Trecho do documento >>
------------------------------
Encontro também premonitório do futuro fatal a ambos e de grande contrariedade para as suas mães, que queriam ser portuguesas e sempre viveram em Bissau. D. Iva Pinhel, mãe de Amílcar, dizia que se o tivesse adivinhado político, não teria mourejado tanto para o formar (passava férias em Cabo Verde, as passagens aéreas oferecidas pagas pelo governo provincial) e Nino Vieira afirmava que a sua mãe, Florença de Pina Araújo, procurava todas as oportunidades para lhe ralhar e se convertera em spinolista convicta.
Em Conacri, Amílcar Cabral começou a acolher jovens guineenses da sua sementeira subversiva, os primeiros oriundos da Missão Católica de padres italianos da tabanca de Samba Silaté e outros, militares nativos, na disponibilidade e desertores, mobilizados e expedidos por Rafael Barbosa, os primeiros foram Osvaldo Vieira, Epifânio Amado e o furriel desertor Rui Djassi, os três empregados da Farmácia Lisboa, e, depois, Domingos Ramos e Carlos Correia, todos patrocinados pela dr.ª Sofia Pombo Guerra.
------------------------------
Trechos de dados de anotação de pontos
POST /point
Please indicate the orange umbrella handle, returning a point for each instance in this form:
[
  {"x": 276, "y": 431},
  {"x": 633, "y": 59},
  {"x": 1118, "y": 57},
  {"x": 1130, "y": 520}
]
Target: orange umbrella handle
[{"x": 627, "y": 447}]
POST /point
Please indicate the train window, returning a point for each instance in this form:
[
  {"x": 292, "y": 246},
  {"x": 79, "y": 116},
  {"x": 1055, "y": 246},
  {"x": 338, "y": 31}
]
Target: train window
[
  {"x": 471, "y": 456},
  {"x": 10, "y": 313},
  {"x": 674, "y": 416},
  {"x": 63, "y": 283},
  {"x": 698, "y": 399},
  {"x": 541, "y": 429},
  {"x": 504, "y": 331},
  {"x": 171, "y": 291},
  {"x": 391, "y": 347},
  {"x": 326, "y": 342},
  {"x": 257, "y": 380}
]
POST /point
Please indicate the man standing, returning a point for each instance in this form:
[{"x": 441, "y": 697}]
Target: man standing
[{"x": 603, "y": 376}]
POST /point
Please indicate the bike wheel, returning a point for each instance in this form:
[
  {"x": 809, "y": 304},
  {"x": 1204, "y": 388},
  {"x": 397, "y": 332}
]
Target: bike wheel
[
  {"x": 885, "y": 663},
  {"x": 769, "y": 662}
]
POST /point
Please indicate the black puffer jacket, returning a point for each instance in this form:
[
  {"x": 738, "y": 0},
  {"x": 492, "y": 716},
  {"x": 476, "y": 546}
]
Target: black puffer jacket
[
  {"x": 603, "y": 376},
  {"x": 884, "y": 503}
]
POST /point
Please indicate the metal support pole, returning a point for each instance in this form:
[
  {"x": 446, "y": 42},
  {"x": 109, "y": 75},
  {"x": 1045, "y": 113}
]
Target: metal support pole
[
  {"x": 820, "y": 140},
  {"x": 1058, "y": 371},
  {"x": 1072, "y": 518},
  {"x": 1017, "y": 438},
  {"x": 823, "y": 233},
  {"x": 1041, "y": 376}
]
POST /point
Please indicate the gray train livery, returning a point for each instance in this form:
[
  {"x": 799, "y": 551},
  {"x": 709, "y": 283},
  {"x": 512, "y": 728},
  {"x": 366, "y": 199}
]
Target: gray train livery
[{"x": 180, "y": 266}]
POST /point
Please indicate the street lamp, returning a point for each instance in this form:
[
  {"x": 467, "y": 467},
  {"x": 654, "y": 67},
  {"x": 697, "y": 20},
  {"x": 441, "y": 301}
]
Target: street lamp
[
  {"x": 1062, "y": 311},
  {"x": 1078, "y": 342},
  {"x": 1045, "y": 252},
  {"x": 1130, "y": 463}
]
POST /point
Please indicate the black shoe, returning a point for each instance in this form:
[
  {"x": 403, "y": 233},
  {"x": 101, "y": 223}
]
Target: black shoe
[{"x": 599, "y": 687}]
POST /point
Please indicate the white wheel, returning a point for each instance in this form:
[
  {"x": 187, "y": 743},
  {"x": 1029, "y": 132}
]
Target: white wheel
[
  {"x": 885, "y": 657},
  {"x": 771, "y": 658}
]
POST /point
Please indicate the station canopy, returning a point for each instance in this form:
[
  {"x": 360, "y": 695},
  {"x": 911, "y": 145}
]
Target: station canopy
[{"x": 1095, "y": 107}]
------------------------------
Reproduza fielmente a parte do trecho do documento que começa em "Em Conacri, Amílcar" e termina em "Sofia Pombo Guerra.".

Resposta escrita >>
Em Conacri, Amílcar Cabral começou a acolher jovens guineenses da sua sementeira subversiva, os primeiros oriundos da Missão Católica de padres italianos da tabanca de Samba Silaté e outros, militares nativos, na disponibilidade e desertores, mobilizados e expedidos por Rafael Barbosa, os primeiros foram Osvaldo Vieira, Epifânio Amado e o furriel desertor Rui Djassi, os três empregados da Farmácia Lisboa, e, depois, Domingos Ramos e Carlos Correia, todos patrocinados pela dr.ª Sofia Pombo Guerra.